What you are asked to do:
Your answer should hold exactly the lines from the line containing "Point out the tulip bud" through the end of the entries that follow.
[Supplied material Boundary: Start]
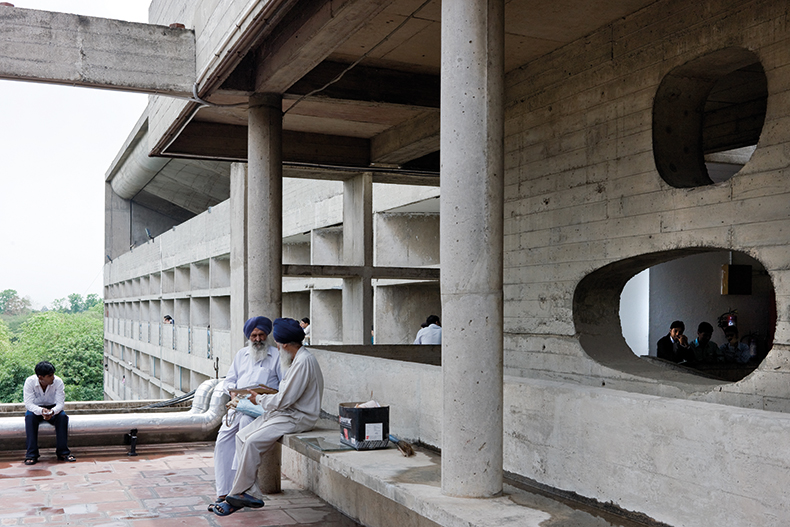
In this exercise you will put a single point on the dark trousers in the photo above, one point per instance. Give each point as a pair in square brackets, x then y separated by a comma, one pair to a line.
[61, 423]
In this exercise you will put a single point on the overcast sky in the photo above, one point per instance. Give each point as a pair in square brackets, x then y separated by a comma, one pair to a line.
[56, 144]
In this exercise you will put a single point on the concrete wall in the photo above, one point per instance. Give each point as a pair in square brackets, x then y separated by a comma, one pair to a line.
[680, 462]
[408, 240]
[583, 195]
[400, 309]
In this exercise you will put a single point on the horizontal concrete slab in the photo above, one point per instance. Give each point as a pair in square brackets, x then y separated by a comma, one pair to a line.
[77, 50]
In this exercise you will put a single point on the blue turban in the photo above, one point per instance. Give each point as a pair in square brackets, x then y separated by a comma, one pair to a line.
[287, 330]
[262, 323]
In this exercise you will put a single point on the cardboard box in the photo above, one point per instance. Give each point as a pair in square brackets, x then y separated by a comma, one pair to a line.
[364, 428]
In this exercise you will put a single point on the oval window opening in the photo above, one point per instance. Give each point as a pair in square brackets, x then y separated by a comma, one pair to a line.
[707, 117]
[626, 314]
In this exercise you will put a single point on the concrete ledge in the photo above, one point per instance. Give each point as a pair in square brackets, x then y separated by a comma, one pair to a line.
[384, 488]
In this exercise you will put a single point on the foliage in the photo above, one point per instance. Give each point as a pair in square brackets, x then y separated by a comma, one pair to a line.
[74, 343]
[5, 338]
[74, 303]
[12, 304]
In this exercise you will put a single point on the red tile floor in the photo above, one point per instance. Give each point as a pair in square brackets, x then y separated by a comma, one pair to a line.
[165, 485]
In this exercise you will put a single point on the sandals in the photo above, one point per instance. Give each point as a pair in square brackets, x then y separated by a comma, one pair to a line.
[244, 500]
[222, 508]
[211, 506]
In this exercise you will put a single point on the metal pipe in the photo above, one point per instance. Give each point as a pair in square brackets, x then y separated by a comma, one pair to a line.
[200, 423]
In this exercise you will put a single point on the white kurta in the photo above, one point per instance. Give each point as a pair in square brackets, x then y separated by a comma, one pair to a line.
[243, 372]
[295, 408]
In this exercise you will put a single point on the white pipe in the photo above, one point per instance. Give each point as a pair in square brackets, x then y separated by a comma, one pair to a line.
[200, 423]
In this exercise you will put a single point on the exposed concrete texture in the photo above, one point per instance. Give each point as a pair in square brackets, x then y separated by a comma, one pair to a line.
[714, 464]
[264, 206]
[400, 309]
[326, 246]
[407, 239]
[592, 197]
[358, 251]
[117, 223]
[86, 51]
[326, 317]
[238, 253]
[472, 171]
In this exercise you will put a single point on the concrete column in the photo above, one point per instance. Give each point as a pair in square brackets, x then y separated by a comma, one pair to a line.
[264, 206]
[265, 233]
[471, 222]
[358, 250]
[238, 260]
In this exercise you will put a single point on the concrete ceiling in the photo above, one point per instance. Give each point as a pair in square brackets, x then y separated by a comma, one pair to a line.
[383, 110]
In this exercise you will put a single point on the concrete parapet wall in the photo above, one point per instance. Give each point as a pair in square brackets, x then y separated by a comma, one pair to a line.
[680, 462]
[582, 190]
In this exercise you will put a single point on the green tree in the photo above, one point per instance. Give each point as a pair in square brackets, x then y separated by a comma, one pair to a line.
[73, 343]
[74, 303]
[12, 304]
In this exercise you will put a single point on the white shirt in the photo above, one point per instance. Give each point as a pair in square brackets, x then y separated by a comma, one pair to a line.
[35, 397]
[300, 392]
[430, 335]
[244, 372]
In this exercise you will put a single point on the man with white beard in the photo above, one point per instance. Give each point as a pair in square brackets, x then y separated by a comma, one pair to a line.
[257, 363]
[295, 408]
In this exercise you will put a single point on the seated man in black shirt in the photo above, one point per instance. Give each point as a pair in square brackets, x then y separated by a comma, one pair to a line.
[674, 347]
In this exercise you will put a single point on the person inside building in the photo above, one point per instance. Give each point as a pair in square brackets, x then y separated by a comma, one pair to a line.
[705, 350]
[674, 346]
[734, 350]
[257, 363]
[45, 396]
[295, 408]
[431, 333]
[305, 324]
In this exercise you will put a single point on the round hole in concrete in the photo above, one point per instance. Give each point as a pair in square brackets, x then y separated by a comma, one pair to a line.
[707, 117]
[623, 309]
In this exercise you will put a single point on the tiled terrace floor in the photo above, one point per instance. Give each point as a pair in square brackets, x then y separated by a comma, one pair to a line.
[165, 485]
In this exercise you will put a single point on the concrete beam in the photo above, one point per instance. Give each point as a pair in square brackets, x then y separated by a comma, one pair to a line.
[422, 354]
[229, 142]
[307, 35]
[77, 50]
[350, 271]
[410, 140]
[368, 84]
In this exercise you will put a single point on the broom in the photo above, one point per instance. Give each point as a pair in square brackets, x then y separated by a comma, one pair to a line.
[405, 448]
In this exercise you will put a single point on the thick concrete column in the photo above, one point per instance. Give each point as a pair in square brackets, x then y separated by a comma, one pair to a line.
[264, 206]
[358, 250]
[238, 259]
[265, 233]
[471, 222]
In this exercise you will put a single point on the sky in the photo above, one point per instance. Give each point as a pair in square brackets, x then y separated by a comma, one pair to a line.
[56, 144]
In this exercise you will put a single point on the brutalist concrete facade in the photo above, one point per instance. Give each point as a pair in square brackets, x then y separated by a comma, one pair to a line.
[579, 147]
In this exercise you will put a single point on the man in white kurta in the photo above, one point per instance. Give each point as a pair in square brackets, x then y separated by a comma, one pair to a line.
[257, 363]
[295, 408]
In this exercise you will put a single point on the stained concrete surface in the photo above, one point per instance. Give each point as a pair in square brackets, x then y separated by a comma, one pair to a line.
[172, 485]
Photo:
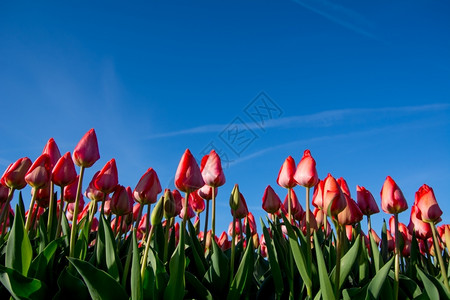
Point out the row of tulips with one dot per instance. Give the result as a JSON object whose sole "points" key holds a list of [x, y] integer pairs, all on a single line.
{"points": [[117, 246]]}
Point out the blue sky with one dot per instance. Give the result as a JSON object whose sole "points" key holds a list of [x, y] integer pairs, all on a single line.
{"points": [[363, 85]]}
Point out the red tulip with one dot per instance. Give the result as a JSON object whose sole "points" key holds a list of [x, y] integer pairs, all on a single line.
{"points": [[427, 204], [122, 201], [14, 176], [107, 180], [271, 201], [318, 194], [206, 192], [70, 191], [392, 199], [286, 174], [296, 207], [38, 175], [344, 186], [332, 195], [196, 202], [421, 229], [86, 152], [366, 201], [148, 188], [53, 152], [188, 177], [211, 170], [92, 192], [306, 173], [351, 213], [64, 172]]}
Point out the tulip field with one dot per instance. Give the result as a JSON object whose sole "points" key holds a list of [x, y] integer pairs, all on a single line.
{"points": [[92, 238]]}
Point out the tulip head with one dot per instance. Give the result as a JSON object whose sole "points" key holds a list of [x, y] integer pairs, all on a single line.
{"points": [[86, 152], [64, 172], [211, 169], [188, 177], [271, 201], [306, 173], [286, 174], [427, 204], [392, 199], [108, 178], [148, 188]]}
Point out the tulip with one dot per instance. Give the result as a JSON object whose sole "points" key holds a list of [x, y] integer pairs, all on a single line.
{"points": [[86, 152], [107, 180], [286, 174], [211, 170], [392, 199], [188, 177], [351, 213], [271, 201], [333, 199], [427, 204], [14, 176], [148, 188], [63, 172], [122, 201], [52, 150], [306, 173]]}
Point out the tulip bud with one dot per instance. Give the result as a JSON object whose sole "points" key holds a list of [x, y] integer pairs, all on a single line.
{"points": [[306, 173], [53, 152], [271, 201], [188, 177], [286, 174], [86, 152], [64, 172], [157, 212], [107, 180], [170, 208], [14, 176], [392, 199], [427, 204], [366, 201], [211, 170], [148, 188]]}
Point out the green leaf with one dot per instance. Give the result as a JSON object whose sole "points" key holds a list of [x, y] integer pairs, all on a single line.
{"points": [[243, 275], [199, 290], [18, 250], [70, 287], [136, 281], [378, 280], [299, 256], [273, 261], [21, 287], [325, 283], [177, 265], [100, 284], [347, 262]]}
[Supplied material Boundary: End]
Exercise solution:
Point out the tulip bud with one dot per instance. Give the result as a JSON object whose sole "points" key holds a list of [x, y] integer pairs, all on a single line.
{"points": [[306, 173], [53, 152], [271, 201], [188, 177], [286, 174], [86, 152], [64, 172], [157, 212], [107, 180], [170, 208], [14, 176], [392, 199], [427, 204], [366, 201], [211, 170], [148, 188]]}
Point out the green leaf with one dot per instance. Give the result as a JSON object whose sole "points" key holds a list of [x, y] integer pairs, all on a single line.
{"points": [[243, 275], [199, 290], [18, 250], [70, 287], [136, 281], [378, 280], [299, 256], [273, 261], [21, 287], [325, 283], [177, 265], [100, 284], [347, 262]]}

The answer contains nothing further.